TEXTAUSZUG
☆ ☆ ☆ ☆ ☆ ☆ ☆

Formeln ohne jede Substanz

Neues Grundsatzprogramm Die CDU kombiniert einige Wortbausteine zu Glaubenssätzen

Der Entwurf zum neuen CDU-Grundsatzprogramm, das im Dezember auf dem Parteitag in Hannover verabschiedet werden soll, umfasst 94 Seiten mit 360 programmatischen Forderungen - also eine für fast jeden Tag.

Das vorläufige Programm kommt mit etwa 250 Wortbausteinen von "Arbeit" bis "Zuwanderung" aus. Diese kombiniert es mehr oder weniger sinnvoll zu Glaubenssätzen. Formal pflegt der Entwurf die radikale Vereinfachung des politischen Slangs zu bildzeitungsgerechten Hauptsätzen, die den Leser buchstäblich erschlagen ("Kinder binden uns an das Leben"). Der Konservatismus war intellektuell auch schon mal anspruchsvoller.

☆ ☆ ☆ ☆ ☆ ☆ ☆

ANGEZEIGTE DATEN
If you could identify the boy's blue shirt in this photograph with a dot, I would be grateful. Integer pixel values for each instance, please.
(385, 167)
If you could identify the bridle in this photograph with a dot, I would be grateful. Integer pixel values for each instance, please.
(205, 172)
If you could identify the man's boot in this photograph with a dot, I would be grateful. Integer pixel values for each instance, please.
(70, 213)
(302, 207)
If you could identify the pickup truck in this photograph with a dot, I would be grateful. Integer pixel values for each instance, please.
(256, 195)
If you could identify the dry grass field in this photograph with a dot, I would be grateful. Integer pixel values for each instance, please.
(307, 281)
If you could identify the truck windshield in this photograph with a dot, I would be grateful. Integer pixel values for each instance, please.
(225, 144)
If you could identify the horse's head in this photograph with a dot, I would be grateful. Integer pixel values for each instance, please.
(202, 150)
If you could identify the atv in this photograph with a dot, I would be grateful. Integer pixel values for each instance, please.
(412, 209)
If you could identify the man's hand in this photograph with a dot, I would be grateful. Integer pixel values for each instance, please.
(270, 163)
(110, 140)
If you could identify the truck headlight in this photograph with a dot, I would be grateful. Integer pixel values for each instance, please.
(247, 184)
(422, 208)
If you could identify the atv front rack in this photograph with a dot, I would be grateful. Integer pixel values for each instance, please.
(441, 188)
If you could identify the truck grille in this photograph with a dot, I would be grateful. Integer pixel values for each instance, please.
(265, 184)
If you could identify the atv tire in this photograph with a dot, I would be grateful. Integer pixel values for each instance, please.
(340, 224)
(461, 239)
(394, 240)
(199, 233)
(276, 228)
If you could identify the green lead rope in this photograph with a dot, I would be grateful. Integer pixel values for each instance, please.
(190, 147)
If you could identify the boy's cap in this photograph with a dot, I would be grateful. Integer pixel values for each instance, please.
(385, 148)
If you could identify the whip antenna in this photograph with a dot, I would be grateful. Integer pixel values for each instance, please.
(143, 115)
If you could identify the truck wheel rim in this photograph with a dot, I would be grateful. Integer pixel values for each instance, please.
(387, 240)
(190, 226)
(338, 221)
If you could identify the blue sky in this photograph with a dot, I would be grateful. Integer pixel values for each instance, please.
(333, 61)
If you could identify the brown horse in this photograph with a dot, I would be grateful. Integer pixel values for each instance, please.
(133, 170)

☆ ☆ ☆ ☆ ☆ ☆ ☆

DEINE AUFGABEN
A) Welchen Umfang hat laut dem Textauszug der Entwurf zum neuen CDU-Grundsatzprogramm?
B) Gib bitte den Textauszug von „Der Entwurf zum“ bis „fast jeden Tag.“ wortgetreu wieder.

LÖSUNGEN JE AUFGABE
A) 94 Seiten mit 360 programmatischen Forderungen.

B)
Der Entwurf zum neuen CDU-Grundsatzprogramm, das im Dezember auf dem Parteitag in Hannover verabschiedet werden soll, umfasst 94 Seiten mit 360 programmatischen Forderungen - also eine für fast jeden Tag.